In the mailing-list reply below, why does Brad Clements say the issue is not that a function was "blocked"?

• Supplied text:
Start
Re: model.addTag equivilant for xslt scraper - other piggybank issues from Brad Clements on 2005-05-31 (stdin)

From: Brad Clements <bkc_at_murkworks.com>
Date: Tue, 31 May 2005 13:43:01 -0400

On 31 May 2005 at 12:28, Ryan Lee wrote:

> > using piggybank. So, I'll have to modify that pop-up tag form and underlying
> > java xpcom code to support adding a dc:description property.
>
> Submit a patch :) Or add it as a feature request in our issues tracker

Noted

> > 4. In an XSLTScreenScraper, can I use the document() method to traverse
> > "child documents", just like utilities.processDocuments
> >
> > How about getLLsFromAddress using xslt? Perhaps utility and model could
> > be exposed as exslt functions..
>
> I don't know. I don't expect we've blocked that function.

Well, xslt doesn't really have functions unless you're using exslt. So I don't
think it's a matter of having "blocked" a function, so much as having not
"exposed" the functions.

--
I haven't found any documentation on using xslt to screen-scrape, I found 
two examples, but not being very RDF knowledgeable at this point, I'm kind 
of guessing at what the examples do.
End
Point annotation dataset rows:
Start
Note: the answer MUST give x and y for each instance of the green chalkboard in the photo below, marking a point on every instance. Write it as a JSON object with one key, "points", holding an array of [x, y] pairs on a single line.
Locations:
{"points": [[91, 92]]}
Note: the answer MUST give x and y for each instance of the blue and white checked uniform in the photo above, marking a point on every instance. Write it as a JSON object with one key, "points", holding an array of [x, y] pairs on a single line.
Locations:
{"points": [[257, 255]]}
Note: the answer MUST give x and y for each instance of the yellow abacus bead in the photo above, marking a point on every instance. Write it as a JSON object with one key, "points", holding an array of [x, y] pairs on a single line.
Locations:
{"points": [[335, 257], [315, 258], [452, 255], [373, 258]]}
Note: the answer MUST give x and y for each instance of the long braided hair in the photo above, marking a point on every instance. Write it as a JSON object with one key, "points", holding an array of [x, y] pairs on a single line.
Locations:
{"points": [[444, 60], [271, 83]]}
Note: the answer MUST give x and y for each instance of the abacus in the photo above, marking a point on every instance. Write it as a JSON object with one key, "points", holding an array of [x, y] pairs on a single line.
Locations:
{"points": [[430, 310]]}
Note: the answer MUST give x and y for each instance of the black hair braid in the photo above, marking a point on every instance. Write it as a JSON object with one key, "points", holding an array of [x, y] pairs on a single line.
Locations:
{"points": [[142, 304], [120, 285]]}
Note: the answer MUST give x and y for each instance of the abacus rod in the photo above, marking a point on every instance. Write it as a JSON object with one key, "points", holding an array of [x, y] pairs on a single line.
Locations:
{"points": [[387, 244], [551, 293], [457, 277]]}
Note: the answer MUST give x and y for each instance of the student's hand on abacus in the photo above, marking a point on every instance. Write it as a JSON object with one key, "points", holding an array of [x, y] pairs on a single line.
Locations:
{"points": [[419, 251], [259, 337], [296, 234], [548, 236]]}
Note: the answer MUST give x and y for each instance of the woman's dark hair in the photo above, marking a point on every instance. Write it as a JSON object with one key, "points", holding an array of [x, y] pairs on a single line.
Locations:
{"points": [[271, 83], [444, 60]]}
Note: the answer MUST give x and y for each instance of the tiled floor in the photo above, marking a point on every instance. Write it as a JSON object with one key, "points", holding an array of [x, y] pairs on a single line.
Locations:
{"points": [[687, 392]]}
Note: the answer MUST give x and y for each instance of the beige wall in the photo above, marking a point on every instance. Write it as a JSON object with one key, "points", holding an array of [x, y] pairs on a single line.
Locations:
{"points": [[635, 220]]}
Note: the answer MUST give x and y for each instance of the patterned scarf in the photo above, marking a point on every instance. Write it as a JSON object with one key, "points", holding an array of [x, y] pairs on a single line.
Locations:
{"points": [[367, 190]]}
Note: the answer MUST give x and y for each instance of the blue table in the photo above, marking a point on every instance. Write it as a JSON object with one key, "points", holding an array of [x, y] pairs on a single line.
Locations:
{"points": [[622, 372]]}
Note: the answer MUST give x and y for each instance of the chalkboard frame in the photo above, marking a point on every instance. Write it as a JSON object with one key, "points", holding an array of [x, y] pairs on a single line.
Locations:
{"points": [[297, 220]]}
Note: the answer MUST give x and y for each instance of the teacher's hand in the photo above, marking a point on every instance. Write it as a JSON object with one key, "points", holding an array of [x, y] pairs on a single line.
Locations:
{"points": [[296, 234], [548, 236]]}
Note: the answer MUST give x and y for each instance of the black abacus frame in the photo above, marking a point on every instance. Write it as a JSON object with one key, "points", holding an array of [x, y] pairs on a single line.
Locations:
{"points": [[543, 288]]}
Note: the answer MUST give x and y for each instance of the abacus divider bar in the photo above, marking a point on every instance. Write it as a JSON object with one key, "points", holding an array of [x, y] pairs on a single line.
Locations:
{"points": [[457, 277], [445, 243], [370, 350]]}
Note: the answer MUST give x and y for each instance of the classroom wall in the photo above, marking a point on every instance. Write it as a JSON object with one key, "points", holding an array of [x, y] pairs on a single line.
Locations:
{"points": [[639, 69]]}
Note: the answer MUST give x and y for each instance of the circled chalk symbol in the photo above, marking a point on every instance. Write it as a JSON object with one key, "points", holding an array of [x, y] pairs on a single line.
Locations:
End
• Solution below:
XSLT doesn't really have functions unless you're using EXSLT. So in his view the issue isn't that a function was "blocked" but that the functions haven't been "exposed."